Written request a
Return the portion of the table-population script starting with "set nocount on" and going on through "select @dtEndDate = dateadd(dd,1,@dtProcessDate)", copied exactly.

Reading passage

Initial Data Population


       
/*  -----------------------------------------------------------
        Populate the table
        # Rows:  86400
        ----------------------------------------------------------- */
       
  set nocount on
  declare @dtProcessDate datetime, @dtEndDate datetime, @intCounter int
         ,@intprocessDate int , @strFullTimeAltKey char(6),@intHour tinyint
         ,@intMinute tinyint, @intSecond tinyint
 
  set @dtprocessDate =  dateadd(dd, datediff(dd,0,getdate()),0); 
  set           @intCounter = 0
  select @dtEndDate = dateadd(dd,1,@dtProcessDate)
  select @dtprocessDate as 'process date', @dtEndDate as 'end date'
 
 while @dtProcessDate < @dtEndDate and @intCounter < 100000
   begin
   --print '------------------------------------------------------------'
   -- debug select @intCounter as 'Counter', @dtprocessDate as 'process date', @dtEndDate as 'end date'
 
   -- time parts, w/ explicit conversion from int to tinyint
 select  @intHour     = cast(datepart(hh, @dtProcessDate)  as tinyint)

Supplied information
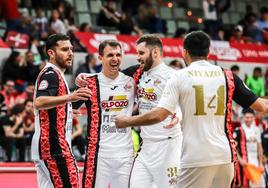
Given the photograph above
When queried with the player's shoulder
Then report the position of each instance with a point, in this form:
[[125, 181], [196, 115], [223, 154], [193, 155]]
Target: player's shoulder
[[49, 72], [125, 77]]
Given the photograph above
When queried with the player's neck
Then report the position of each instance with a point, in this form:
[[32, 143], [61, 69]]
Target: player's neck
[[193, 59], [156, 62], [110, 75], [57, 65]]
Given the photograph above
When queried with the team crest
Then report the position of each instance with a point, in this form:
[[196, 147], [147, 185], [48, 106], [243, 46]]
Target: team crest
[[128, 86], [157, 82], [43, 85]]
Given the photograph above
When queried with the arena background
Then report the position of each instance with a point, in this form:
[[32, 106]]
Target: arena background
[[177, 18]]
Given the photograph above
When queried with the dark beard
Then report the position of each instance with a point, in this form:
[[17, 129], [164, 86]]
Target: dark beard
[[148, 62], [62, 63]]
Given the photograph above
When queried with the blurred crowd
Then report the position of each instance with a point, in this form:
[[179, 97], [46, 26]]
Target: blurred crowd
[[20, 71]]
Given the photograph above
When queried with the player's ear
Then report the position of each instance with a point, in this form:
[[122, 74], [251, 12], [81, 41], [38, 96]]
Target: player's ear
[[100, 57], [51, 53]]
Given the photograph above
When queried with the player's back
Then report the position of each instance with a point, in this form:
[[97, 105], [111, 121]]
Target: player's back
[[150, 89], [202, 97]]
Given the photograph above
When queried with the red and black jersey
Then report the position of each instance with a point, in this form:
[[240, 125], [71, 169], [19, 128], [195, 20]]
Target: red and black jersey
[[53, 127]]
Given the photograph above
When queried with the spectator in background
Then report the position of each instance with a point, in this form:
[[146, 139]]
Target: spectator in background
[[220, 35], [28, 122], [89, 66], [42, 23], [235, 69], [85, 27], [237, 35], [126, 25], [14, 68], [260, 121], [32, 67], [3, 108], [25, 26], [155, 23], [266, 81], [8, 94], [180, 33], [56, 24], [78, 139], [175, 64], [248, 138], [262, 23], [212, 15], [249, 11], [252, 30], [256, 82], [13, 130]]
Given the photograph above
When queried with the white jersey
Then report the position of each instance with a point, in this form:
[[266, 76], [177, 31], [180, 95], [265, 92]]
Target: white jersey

Written request b
Give back every line of the records that contains the string "white", matching case.

Right answer a
set nocount on
  declare @dtProcessDate datetime, @dtEndDate datetime, @intCounter int
         ,@intprocessDate int , @strFullTimeAltKey char(6),@intHour tinyint
         ,@intMinute tinyint, @intSecond tinyint
 
  set @dtprocessDate =  dateadd(dd, datediff(dd,0,getdate()),0); 
  set           @intCounter = 0
  select @dtEndDate = dateadd(dd,1,@dtProcessDate)

Right answer b
When queried with the white jersey
Target: white jersey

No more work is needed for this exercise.